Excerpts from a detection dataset

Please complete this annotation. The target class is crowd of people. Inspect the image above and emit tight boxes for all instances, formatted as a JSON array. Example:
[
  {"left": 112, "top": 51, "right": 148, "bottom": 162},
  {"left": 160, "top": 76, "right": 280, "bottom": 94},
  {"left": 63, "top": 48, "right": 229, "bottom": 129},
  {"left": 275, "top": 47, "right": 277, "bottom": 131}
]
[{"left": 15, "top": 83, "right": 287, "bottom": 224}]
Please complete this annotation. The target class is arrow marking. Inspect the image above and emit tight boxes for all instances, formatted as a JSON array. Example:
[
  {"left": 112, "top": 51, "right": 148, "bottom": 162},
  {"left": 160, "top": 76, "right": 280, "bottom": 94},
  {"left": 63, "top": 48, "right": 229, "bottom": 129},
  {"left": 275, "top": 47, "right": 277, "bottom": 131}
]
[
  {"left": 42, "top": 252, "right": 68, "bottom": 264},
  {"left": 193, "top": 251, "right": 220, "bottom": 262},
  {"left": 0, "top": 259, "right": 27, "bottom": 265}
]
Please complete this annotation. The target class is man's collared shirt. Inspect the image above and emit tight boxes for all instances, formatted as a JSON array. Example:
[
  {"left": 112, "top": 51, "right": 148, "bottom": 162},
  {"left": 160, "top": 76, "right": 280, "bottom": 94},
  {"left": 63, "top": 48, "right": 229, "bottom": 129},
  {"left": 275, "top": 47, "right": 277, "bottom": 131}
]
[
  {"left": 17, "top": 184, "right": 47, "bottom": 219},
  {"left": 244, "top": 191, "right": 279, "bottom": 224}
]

- AIM OF THE EXERCISE: Copy the listing above word for word, every line of it, with no changes.

- SOLUTION:
Please complete this annotation. The target class is crowd of people. Inspect the image above and emit tight boxes for all instances, formatted as a JSON array. Example:
[
  {"left": 112, "top": 51, "right": 148, "bottom": 162},
  {"left": 160, "top": 76, "right": 280, "bottom": 94},
  {"left": 63, "top": 48, "right": 229, "bottom": 129},
  {"left": 275, "top": 47, "right": 277, "bottom": 131}
]
[{"left": 15, "top": 83, "right": 287, "bottom": 224}]
Please complete this annotation. The target class is arrow marking. Inspect the image above and emit tight boxes for all instances, formatted as a JSON array. Example:
[
  {"left": 112, "top": 51, "right": 148, "bottom": 162},
  {"left": 160, "top": 76, "right": 280, "bottom": 94},
  {"left": 63, "top": 48, "right": 229, "bottom": 129},
  {"left": 275, "top": 47, "right": 277, "bottom": 131}
]
[
  {"left": 42, "top": 252, "right": 68, "bottom": 264},
  {"left": 193, "top": 251, "right": 220, "bottom": 262},
  {"left": 0, "top": 259, "right": 27, "bottom": 265}
]
Please complete this annotation. The target class is man's collared shirt. Inspect the image above and emit tight boxes for all instances, formatted as a JSON array. Example:
[
  {"left": 112, "top": 51, "right": 148, "bottom": 162},
  {"left": 160, "top": 76, "right": 280, "bottom": 94},
  {"left": 63, "top": 48, "right": 229, "bottom": 129},
  {"left": 275, "top": 47, "right": 277, "bottom": 131}
]
[
  {"left": 17, "top": 184, "right": 47, "bottom": 219},
  {"left": 244, "top": 191, "right": 279, "bottom": 224}
]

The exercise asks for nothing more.